* **Exercise**
Please pick out every line of the listing below that contains the word "dark" and copy each of those lines.

* **Data shown**
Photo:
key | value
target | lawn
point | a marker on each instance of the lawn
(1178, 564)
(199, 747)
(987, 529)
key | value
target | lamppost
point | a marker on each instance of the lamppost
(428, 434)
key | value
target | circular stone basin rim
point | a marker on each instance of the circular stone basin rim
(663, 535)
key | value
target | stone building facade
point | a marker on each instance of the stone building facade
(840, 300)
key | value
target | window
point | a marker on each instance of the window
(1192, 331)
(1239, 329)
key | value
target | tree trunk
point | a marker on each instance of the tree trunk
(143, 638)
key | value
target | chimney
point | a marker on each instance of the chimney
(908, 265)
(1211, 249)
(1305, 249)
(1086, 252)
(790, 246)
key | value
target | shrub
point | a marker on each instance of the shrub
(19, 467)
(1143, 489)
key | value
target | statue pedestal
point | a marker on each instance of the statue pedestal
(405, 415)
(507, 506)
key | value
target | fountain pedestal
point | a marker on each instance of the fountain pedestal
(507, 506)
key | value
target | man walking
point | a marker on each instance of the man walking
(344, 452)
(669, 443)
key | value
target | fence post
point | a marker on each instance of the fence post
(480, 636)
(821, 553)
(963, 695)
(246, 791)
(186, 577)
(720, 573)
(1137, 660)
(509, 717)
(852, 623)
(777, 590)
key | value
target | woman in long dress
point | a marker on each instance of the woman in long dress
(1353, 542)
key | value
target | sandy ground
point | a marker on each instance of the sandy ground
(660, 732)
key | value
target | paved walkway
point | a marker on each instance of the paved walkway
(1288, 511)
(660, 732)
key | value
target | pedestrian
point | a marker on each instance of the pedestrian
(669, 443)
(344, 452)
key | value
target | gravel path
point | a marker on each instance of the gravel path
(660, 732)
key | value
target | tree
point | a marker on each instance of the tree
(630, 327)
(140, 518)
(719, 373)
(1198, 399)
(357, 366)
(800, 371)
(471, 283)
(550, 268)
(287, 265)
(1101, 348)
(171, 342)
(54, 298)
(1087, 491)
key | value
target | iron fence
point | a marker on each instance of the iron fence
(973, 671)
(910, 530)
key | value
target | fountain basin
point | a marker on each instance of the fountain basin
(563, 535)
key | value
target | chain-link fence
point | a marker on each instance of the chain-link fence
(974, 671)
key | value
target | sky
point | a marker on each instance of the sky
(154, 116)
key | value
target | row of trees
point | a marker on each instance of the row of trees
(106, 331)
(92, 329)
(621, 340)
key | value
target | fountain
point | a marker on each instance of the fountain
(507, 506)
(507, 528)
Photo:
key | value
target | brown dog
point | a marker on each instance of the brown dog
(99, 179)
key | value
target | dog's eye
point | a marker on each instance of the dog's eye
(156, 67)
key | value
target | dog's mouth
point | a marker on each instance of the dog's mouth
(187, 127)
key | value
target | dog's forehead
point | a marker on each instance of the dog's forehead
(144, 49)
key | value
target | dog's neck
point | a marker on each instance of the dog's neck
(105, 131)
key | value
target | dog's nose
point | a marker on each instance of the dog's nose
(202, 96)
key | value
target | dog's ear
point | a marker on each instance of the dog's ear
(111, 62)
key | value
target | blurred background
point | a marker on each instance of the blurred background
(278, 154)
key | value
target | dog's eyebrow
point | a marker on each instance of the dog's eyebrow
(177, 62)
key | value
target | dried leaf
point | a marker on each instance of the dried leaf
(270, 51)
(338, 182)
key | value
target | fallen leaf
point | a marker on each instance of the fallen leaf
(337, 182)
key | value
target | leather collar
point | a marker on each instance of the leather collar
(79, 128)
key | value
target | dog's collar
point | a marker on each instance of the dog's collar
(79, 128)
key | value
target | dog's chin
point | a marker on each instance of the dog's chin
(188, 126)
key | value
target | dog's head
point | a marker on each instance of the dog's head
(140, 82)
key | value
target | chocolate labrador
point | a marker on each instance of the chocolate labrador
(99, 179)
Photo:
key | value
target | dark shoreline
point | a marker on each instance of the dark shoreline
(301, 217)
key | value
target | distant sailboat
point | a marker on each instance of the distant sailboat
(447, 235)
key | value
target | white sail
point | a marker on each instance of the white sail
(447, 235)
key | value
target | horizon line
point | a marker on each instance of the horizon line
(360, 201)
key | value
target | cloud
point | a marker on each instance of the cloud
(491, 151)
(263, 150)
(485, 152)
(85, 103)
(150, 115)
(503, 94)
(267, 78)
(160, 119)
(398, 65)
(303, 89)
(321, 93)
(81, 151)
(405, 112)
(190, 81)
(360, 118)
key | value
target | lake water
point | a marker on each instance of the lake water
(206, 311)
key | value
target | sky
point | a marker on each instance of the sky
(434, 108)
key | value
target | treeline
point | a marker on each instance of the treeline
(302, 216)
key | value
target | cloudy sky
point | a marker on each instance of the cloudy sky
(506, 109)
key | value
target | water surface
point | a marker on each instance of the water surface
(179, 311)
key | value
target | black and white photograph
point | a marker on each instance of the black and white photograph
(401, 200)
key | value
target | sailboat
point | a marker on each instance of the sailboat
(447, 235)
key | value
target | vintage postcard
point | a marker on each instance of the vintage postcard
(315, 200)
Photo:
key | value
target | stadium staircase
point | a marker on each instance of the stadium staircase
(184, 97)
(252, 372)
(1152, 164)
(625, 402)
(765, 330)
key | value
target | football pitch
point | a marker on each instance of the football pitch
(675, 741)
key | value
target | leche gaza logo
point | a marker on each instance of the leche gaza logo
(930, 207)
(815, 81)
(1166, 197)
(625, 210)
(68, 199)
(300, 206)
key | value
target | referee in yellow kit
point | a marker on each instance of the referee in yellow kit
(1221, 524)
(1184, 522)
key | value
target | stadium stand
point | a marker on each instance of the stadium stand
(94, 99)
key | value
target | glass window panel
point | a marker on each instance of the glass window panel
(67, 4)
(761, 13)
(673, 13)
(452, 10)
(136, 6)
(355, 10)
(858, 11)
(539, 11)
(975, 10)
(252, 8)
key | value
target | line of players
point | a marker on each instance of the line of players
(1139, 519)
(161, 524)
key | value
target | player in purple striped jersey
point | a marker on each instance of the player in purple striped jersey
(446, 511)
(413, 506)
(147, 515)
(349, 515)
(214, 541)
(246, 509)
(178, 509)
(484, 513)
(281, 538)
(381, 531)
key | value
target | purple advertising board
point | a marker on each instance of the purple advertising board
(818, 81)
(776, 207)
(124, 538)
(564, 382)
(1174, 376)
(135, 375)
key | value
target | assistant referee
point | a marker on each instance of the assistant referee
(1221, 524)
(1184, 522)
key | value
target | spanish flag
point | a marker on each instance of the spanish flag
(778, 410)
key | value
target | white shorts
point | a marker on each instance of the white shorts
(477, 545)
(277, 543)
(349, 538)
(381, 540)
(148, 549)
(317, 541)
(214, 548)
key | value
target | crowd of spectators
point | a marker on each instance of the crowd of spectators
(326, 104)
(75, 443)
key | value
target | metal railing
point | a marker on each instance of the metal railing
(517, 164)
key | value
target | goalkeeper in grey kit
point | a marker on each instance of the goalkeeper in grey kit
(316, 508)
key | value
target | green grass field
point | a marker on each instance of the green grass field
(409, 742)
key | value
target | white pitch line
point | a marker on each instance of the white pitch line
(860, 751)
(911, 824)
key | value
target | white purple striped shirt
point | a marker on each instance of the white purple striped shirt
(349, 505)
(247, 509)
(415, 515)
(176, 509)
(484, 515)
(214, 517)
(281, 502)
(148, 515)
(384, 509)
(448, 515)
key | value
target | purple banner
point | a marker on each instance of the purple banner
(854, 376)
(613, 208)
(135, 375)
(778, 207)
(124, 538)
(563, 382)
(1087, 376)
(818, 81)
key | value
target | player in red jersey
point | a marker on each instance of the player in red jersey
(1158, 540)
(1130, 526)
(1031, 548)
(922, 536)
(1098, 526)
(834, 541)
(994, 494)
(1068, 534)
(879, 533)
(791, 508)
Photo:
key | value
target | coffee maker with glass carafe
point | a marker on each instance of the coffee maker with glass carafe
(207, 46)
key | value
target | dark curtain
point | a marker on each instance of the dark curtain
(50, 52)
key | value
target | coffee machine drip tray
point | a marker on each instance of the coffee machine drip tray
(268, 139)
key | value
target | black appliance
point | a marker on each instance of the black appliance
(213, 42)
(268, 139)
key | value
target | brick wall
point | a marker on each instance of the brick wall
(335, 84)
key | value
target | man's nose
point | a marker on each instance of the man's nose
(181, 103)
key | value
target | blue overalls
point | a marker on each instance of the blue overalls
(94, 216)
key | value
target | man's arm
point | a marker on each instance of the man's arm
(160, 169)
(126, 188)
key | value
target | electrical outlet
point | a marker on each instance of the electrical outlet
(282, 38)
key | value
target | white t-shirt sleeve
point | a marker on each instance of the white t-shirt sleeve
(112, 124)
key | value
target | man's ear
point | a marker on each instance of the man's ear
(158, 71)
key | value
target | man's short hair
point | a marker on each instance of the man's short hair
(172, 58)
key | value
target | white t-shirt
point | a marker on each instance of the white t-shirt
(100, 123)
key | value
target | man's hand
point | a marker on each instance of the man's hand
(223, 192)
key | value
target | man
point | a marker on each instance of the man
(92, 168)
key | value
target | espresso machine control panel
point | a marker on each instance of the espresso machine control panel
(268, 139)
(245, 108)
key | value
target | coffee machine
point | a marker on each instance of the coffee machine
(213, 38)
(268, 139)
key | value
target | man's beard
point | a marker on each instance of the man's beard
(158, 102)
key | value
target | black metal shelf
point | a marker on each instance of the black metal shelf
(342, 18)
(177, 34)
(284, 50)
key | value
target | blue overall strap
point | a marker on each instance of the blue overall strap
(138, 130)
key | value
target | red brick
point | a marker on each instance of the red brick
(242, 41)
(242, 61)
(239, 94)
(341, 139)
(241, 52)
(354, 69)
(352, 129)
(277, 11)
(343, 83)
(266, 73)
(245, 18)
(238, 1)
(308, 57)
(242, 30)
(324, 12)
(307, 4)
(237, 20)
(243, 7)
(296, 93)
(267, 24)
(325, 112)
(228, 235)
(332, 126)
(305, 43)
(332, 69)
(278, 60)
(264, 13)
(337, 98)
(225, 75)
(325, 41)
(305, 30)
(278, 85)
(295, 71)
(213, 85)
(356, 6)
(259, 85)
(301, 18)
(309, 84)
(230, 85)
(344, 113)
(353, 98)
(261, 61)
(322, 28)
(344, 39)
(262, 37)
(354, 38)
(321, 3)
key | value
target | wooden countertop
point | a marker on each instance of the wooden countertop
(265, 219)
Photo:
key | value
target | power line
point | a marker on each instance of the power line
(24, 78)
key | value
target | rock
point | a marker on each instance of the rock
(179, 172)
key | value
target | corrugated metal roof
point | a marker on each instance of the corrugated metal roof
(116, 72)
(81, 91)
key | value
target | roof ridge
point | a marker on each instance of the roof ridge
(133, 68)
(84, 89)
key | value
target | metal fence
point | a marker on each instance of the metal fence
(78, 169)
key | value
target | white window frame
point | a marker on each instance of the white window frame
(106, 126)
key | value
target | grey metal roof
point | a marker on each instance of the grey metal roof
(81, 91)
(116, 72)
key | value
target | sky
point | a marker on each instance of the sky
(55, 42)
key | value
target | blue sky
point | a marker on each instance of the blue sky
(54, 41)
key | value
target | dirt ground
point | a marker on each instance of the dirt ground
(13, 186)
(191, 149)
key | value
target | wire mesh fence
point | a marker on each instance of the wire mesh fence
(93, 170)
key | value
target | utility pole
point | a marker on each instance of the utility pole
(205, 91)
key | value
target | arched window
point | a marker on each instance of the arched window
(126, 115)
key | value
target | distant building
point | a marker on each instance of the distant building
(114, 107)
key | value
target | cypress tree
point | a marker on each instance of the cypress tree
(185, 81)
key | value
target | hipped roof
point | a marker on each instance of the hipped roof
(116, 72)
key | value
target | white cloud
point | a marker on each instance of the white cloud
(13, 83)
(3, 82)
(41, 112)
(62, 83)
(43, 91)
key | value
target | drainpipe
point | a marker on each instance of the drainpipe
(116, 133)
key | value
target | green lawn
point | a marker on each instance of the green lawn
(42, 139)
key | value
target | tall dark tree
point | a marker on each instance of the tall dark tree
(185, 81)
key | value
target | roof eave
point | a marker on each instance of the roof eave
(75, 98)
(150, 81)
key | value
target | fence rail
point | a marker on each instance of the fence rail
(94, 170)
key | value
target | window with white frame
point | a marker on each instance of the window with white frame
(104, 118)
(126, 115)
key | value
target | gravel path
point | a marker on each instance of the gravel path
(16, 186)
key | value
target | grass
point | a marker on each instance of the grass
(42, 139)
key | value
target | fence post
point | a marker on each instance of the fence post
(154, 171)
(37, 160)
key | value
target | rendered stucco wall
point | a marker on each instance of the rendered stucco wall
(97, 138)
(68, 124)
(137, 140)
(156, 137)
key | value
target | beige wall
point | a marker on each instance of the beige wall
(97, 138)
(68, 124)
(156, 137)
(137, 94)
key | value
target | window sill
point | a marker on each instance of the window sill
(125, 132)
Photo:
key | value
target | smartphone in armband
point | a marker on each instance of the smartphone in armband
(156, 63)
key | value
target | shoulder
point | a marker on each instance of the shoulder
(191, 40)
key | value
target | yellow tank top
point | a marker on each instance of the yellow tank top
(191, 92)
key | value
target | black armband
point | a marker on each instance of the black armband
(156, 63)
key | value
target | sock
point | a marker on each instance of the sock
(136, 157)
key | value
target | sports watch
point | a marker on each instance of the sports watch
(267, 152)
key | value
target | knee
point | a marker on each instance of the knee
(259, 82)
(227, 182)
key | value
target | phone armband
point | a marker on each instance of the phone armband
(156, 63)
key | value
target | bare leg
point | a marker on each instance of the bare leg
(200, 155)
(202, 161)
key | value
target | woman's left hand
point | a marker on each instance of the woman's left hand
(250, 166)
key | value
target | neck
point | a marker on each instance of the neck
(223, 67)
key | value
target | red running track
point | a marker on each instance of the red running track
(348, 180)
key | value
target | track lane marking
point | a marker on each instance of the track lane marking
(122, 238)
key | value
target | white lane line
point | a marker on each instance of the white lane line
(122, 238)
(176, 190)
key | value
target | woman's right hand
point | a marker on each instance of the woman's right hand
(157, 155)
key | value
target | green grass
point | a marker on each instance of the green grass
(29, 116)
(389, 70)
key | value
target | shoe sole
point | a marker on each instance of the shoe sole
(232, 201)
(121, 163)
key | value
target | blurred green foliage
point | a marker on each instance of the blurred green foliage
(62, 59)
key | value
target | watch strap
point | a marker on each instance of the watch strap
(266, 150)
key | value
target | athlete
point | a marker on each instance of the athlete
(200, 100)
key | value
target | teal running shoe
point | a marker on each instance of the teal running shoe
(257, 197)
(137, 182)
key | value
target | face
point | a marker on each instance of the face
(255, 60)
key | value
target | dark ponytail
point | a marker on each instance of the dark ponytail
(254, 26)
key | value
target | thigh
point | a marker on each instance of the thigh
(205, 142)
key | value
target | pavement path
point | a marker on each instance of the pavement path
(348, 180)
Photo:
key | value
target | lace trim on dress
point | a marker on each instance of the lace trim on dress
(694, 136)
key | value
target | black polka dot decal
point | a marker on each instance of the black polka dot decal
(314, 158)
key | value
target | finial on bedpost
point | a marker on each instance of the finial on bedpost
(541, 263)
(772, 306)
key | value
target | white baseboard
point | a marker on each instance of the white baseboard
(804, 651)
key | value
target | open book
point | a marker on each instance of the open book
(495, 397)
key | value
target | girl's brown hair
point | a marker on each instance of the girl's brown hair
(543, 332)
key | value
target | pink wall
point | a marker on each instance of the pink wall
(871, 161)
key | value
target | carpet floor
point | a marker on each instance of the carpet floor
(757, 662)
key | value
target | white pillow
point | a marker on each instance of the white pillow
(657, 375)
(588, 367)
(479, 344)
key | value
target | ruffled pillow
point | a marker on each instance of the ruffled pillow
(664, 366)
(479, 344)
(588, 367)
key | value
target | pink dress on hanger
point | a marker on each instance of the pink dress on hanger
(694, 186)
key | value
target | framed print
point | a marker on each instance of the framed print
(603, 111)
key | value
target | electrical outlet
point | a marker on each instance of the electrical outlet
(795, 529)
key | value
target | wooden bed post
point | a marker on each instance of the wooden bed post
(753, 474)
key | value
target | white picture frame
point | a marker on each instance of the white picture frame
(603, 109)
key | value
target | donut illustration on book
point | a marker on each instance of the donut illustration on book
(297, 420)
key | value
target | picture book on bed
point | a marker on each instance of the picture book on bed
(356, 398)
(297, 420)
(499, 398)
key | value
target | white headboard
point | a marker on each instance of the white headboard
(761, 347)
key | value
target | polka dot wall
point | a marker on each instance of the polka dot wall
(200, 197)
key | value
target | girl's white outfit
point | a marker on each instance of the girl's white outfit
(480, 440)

* **Problem solution**
target | dark shoreline
point | a marker on each instance of the dark shoreline
target | dark curtain
point | a marker on each instance of the dark curtain
target | tall dark tree
point | a marker on each instance of the tall dark tree
target | dark ponytail
point | a marker on each instance of the dark ponytail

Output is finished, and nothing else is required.